▸ **PAGE**:

↓

Seriously, there are times when it doesn't make sense to explain stuff to people, because they don't want to understand. Or don't care.
There are more than enough reasonable people. But the idiots are the problem, and the rules are made to make dealing with them as easy as possible, because they cause the most trouble.
 
You know, I lost a member just a few days ago because I edited some terminology that got by the swear filter. He actually mentioned the first amendment as he left.

You're not telling me anything I didn't already know.

In managing my own place, I do what's right in preference to what's easy. Luck has been with me, but so has the mature culture we established. I get people who volunteer how they've lurked for years to avoid the inept moderation typically found on 4xd game boards, until they found us.

God, that sounds so hopelessly conceited, but I don't know a better way to make the point. By treating them with respect, we draw a crowd who makes managing them as easy as could be imagined. -It'll never happen here, because the culture is all wrong.
 
You know, I lost a member just a few days ago because I edited some terminology that got by the swear filter. He actually mentioned the first amendment as he left.

You're not telling me anything I didn't already know.

In managing my own place, I do what's right in preference to what's easy. Luck has been with me, but so has the mature culture we established. I get people who volunteer how they've lurked for years to avoid the inept moderation typically found on 4xd game boards, until they found us.

God, that sounds so hopelessly conceited, but I don't know a better way to make the point. By treating them with respect, we draw a crowd who makes managing them as easy as could be imagined. -It'll never happen here, because the culture is all wrong.

How many members do you have? Size is everything. A steady 200 posters all the time is not the same as a steady 2000. :)
 
God, that sounds so hopelessly conceited, but I don't know a better way to make the point. By treating them with respect, we draw a crowd who makes managing them as easy as could be imagined. -It'll never happen here, because the culture is all wrong.

↑

▸ **GIVEN INFORMATION**:
↓

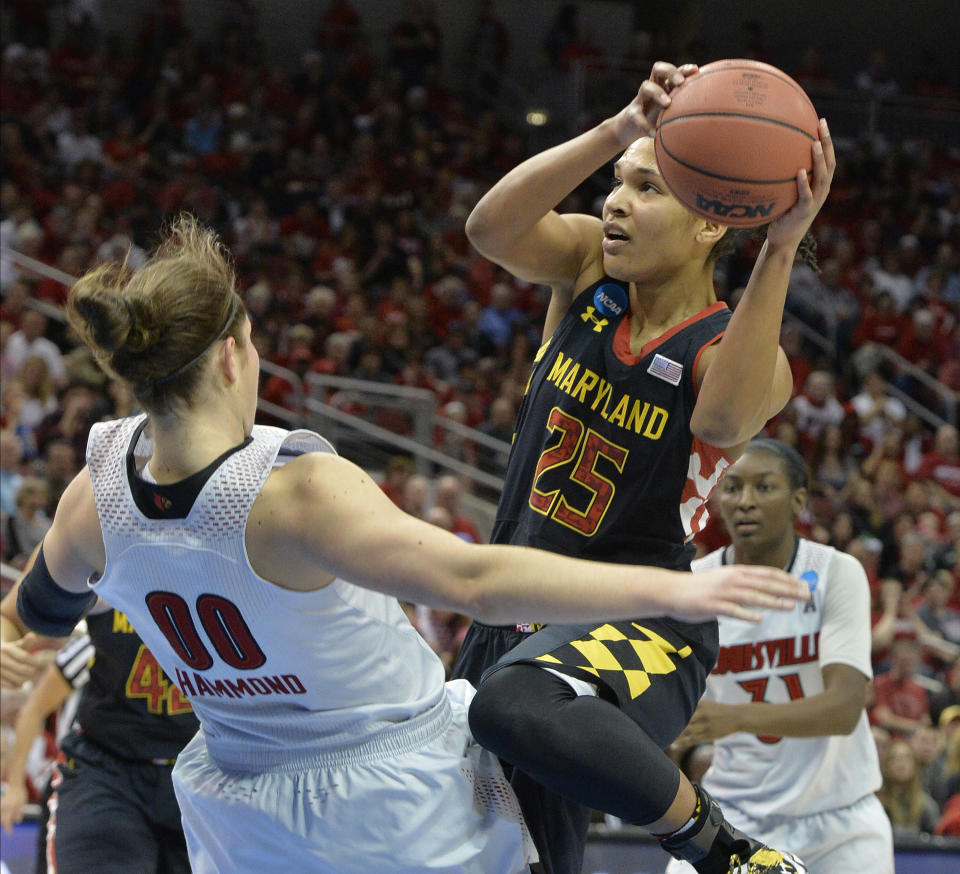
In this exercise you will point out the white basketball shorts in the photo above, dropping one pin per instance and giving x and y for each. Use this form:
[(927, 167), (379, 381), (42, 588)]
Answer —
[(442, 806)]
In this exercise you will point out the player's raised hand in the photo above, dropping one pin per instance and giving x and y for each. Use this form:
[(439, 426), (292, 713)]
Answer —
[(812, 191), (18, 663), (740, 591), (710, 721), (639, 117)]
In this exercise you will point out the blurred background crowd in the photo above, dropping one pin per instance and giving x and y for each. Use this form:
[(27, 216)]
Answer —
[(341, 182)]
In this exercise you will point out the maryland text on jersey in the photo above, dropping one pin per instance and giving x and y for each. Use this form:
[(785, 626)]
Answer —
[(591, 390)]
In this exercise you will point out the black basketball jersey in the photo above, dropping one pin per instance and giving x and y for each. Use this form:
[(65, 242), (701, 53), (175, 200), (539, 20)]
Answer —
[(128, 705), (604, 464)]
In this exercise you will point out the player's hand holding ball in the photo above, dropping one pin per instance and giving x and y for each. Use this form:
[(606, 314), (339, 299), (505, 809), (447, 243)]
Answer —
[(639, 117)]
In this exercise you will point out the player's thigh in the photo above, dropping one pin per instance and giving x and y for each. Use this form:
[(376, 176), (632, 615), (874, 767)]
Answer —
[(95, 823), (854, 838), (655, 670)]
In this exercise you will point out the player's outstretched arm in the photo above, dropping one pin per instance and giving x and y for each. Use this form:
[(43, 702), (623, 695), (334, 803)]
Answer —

↑

▸ **SHORT PROBLEM 1**:
In the forum thread on moderation, what did the member who left bring up as he went?
▸ **SHORT PROBLEM 2**:
Please pick up the forum thread on moderation where its last post ends and continue it.

▸ **EXERCISE ANSWER 1**:
He mentioned the first amendment.

▸ **EXERCISE ANSWER 2**:
The framework that allows a culture to be developed and grown comes somewhat from the forums rules and the moderation of those rules, but it also comes a lot from the members.

We have a number of sub-cultures (sub-communities is probably a better term) at CFC. The alpha centauri forum is one example. The HOF, the GOTM, the Creation and Customization areas are other sub-communities. I use these examples because these are areas where moderation is very light, because there simply aren't very many issues that are raised that need moderation. Yet they are all bound by the same rules, yet have developed a different culture.

As I see it, this is successful because of the members. These entire sub communities are there with a somewhat common goal; be it sharing of strategies, displaying their artwork, helping others and getting help in return. They do not come to argue.

The 'argue' forums are the most difficult. This is not just "off topic". This also tends to be the general discussions forum for whatever is the most recent civ version iteration. It brings in new people who bring their own ideas on what a forum culture should be, and behave how they think that they should be able to behave. It actually means these forums grow in their own direction, and the moderators are tasked with trying to steer the culture back to something that aligns with our vision: a place for people to discuss and learn about this amazing game franchise, in a place that promotes mature debate (not insults). It is not an easy task, and grows exponentially harder with the number of participants.

I absolutely agree that moderation is, first and foremost, about respect for people (and not blind adherence to enforcement of the rules). But it is a two-way street, and forum members need to show respect for each other. If I lose a vocal forum member who is abusive to other forums members, then that is far more preferable than losing one (or twenty) forum members who may be less vocal, or silent, but don't want to read or be on the end of that abuse. Ideally, I'd prefer that the insulting forum member develops respect for others, and stays to make a more positive contribution.

We do try to listen to what the members want, to an extent. Our (relatively) recent change to the off-topic forum has been to try to split it into areas where this who want to argue and insult each other can do so (within reason - "don't be a jerk"), while there is also a place where debate is encouraged to be more mature. Have we got that right? Probably not. This thread is an example of that. But this thread is not so much about the forum culture, as about the moderator culture. I have provided my steer to the moderation team about this, and hopefully it steers things towards improvement.

What you are seeing from The_J are some examples of the crap that the moderation team have to put up with. The biggest challenge for them is to continue to maintain treating people with respect, when they often don't get the same in kind. Moderating can make people extremely cynical, and it takes a special type of patience to do it well.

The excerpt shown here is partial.